● READING PASSAGE
BEGIN

“In this paper, we review the performance of hidden Markov model-based imputation methods in animal breeding populations. Imputation is a technique that decreases the cost of genotyping animals, by allowing animal breeders to genotype most of their animals on a low-cost, low-density genotyping array, and a few of their animals on a higher-cost, higher-density genotyping array. Statistical regularities between the genotypes of the low-density and high-density genotypes can be used to “fill-in” the genotypes missing from the low-density array.
Traditionally, pedigree and heuristic based imputation methods have been used in animal breeding due to their computation efficiency, scalability, and accuracy. Recent advances in the area of human genetics have increased the ability of probabilistic hidden Markov model methods to perform accurate phasing and imputation in large populations. These methods tend to be more accurate than existing heuristics in populations where pedigree information is not available (e.g. cattle, or in developing countries), but historically were too computationally expensive to be used in routine breeding applications.
To test the performance of these hidden Markov model-based imputation methods, we evaluated the accuracy and computational cost of several methods in a series of simulated populations and a real animal population. First, we tested single-step (diploid) imputation, which performs both phasing and imputation. Second, we tested pre-phasing followed by haploid imputation. Overall, we used four available diploid imputation methods (fastPHASE, Beagle v4.0, IMPUTE2, and MaCH), three phasing methods, (SHAPEIT2, HAPI-UR, and Eagle2), and three haploid imputation methods (IMPUTE2, Beagle v4.1, and Minimac3).

END

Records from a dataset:
BEGIN

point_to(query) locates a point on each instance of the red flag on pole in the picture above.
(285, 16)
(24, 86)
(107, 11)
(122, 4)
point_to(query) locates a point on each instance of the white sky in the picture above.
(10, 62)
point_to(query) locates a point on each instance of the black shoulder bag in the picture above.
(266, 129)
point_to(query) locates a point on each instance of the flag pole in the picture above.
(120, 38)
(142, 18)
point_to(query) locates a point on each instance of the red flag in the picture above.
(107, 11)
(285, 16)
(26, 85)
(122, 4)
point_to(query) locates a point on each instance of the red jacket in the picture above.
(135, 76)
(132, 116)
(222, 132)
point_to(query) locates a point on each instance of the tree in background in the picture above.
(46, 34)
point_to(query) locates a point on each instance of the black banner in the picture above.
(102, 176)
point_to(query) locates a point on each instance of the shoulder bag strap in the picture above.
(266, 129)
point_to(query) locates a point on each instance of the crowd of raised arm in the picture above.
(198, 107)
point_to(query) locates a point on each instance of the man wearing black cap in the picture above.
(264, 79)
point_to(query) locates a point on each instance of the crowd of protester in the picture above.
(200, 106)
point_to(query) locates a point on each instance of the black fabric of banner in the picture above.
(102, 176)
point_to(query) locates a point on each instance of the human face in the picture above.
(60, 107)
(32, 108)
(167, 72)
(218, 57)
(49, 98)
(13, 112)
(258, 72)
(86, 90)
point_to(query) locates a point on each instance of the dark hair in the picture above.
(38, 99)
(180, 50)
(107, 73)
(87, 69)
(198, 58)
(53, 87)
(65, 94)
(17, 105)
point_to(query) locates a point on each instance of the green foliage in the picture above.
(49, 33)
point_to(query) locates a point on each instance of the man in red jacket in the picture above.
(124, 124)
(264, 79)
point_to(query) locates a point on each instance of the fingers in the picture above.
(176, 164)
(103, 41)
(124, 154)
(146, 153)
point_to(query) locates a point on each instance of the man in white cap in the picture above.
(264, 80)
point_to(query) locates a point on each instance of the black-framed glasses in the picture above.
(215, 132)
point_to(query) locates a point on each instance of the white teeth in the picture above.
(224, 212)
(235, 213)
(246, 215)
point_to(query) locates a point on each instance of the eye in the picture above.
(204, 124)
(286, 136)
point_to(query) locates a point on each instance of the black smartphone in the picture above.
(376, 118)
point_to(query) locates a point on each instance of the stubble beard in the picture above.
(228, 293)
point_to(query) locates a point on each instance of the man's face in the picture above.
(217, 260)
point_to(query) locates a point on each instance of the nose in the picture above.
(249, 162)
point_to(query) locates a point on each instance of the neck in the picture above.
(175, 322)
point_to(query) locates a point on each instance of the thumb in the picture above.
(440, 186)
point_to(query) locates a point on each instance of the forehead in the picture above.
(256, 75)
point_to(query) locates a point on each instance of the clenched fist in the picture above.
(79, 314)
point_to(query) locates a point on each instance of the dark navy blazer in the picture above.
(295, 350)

END

● EXERCISE AIM
Please write out the part of the imputation passage starting at "To test the" and ending at "v4.1, and Minimac3).".

● RESPONSE
To test the performance of these hidden Markov model-based imputation methods, we evaluated the accuracy and computational cost of several methods in a series of simulated populations and a real animal population. First, we tested single-step (diploid) imputation, which performs both phasing and imputation. Second, we tested pre-phasing followed by haploid imputation. Overall, we used four available diploid imputation methods (fastPHASE, Beagle v4.0, IMPUTE2, and MaCH), three phasing methods, (SHAPEIT2, HAPI-UR, and Eagle2), and three haploid imputation methods (IMPUTE2, Beagle v4.1, and Minimac3).